● **PASSAGE PROVIDED**:

━━━

Wednesday, January 4, 2012

Modern Playback: Lossless Digital Audio Streaming through the Fog


[Edited 2019-Jan]

I am not so much interested in getting my albums back in the rotation as I am in getting rid of them, just like I got rid of my audio CDs.

OK, I didn't "get rid" of the CDs. I transferred their content to 16/44.1 lossless WAV files, then retired all those jewel boxes and cardboard sleeves to a closet with the rest of my no-longer-needed install discs. That reclaimed much-needed shelf space, simplified the main audio stack by eliminating the need for a CD player, and created a new world of playback options.

Playback from physical media by dedicated players is 20th century. The CD player is obsolete. When music is captured in bits and streamed digitally, virtually any electronic device can be a player to varying degrees. (I'm convinced digital video streaming will eventually obsolete the Blu-Ray player and TV DVR, too.)

━━━

● **Collected data**:
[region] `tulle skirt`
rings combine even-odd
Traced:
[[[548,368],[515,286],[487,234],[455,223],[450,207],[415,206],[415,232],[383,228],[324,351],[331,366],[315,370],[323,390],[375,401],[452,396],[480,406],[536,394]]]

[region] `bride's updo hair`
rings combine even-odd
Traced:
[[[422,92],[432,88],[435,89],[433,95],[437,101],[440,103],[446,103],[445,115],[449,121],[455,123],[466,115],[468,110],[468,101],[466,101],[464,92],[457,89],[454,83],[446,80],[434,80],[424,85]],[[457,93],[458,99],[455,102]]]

━━━

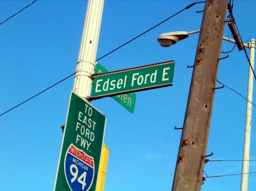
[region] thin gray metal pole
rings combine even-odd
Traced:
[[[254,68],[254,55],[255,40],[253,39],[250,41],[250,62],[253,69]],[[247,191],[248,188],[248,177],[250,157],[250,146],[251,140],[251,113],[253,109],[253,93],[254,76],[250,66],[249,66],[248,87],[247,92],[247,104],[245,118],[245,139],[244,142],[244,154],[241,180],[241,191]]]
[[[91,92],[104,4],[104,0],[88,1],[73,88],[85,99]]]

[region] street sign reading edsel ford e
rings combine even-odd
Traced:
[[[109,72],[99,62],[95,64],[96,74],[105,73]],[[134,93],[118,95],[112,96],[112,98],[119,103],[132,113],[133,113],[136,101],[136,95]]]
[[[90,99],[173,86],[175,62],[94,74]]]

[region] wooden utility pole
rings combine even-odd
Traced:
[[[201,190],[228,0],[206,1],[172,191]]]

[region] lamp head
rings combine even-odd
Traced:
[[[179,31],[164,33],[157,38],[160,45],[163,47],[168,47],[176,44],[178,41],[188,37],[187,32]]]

━━━

● **PROBLEM TO WORK ON**: In the post on lossless audio streaming above, condense the paragraph beginning "OK, I didn't" into a short bulleted list that keeps its main facts.

● **EXERCISE SOLUTION**:
- The CDs were not actually discarded. Their content was transferred to 16/44.1 lossless WAV files.
- The jewel boxes and cardboard sleeves went into a closet with other install discs that were no longer needed.
- This freed up shelf space and simplified the main audio stack by removing the need for a CD player. It also opened up new playback options.